▶ [Passage]:
--------------------------------

By Kit-Bacon Gressitt / Excuse Me, I’m Writing
Picture this scenario from last week:
Unrest is fomenting in the Muslim world. Is it due to the anniversary of the September 11 terrorist attacks against the United States, the recently notorious and hateful film trailer for The Innocence of Muslims, an al Qaeda plot, or the latest storm in the Arab Spring?
Who knows.
The point is, it’s September 11, unrest is fomenting in the Muslim world, and the U.S. Embassy in Cairo, in response to protest against the anti-Islam film trailer, tweets a link to this statement:
U.S. Embassy Condemns Religious Incitement
September 11, 2012
The Embassy of the United States in Cairo condemns the continuing efforts by misguided individuals to hurt the religious feelings of Muslims – as we condemn efforts to offend believers of all religions. Today, the 11th anniversary of the September 11, 2001 terrorist attacks on the United States, Americans are honoring our patriots and those who serve our nation as the fitting response to the enemies of democracy. Respect for religious beliefs is a cornerstone of American democracy. We firmly reject the actions by those who abuse the universal right of free speech to hurt the religious beliefs of others.
Despite embassy efforts, some hours later protestors attack the embassy in Cairo and remove the U.S. flag.
Other protesters attack the U.S. consulate in Benghazi, Libya, and the U.S. ambassador and three other Americans are killed in the melee.
While this is all happening, one might imagine the Romney-Ryan campaign hunkered down, carefully crafting a statement for Mitt Romney to deliver, something statesmanlike, something that would reveal Romney’s superior intellect and character without smacking of politicking in the throes of an international crisis, an eloquent statement that would demonstrate:
1. his keen understanding of foreign policy
2. his profound sympathy for the U.S. citizens lost and their loved ones
3. his righteous condemnation of the attacks on U.S. missions abroad, and
4. his support for the U.S. and its commander-in-chief in a time of deadly conflict.
And what, you might ask, did Romney and cohorts eventually come up with?

--------------------------------

▶ [Given material]:
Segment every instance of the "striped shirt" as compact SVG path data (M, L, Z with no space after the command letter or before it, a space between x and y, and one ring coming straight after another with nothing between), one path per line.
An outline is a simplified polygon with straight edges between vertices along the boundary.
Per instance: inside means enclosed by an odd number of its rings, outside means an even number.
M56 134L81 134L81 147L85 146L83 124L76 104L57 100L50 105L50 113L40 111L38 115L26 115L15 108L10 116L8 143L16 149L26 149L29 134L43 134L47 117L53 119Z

--------------------------------

▶ [Task list]:
a: According to the piece, where were the U.S. ambassador and three other Americans killed?
b: Write out the piece word for word, starting with "While this is" and going on through "of deadly conflict.".

▶ [Solutions by task]:
a: At the U.S. consulate in Benghazi, Libya.

b:
While this is all happening, one might imagine the Romney-Ryan campaign hunkered down, carefully crafting a statement for Mitt Romney to deliver, something statesmanlike, something that would reveal Romney’s superior intellect and character without smacking of politicking in the throes of an international crisis, an eloquent statement that would demonstrate:
1. his keen understanding of foreign policy
2. his profound sympathy for the U.S. citizens lost and their loved ones
3. his righteous condemnation of the attacks on U.S. missions abroad, and
4. his support for the U.S. and its commander-in-chief in a time of deadly conflict.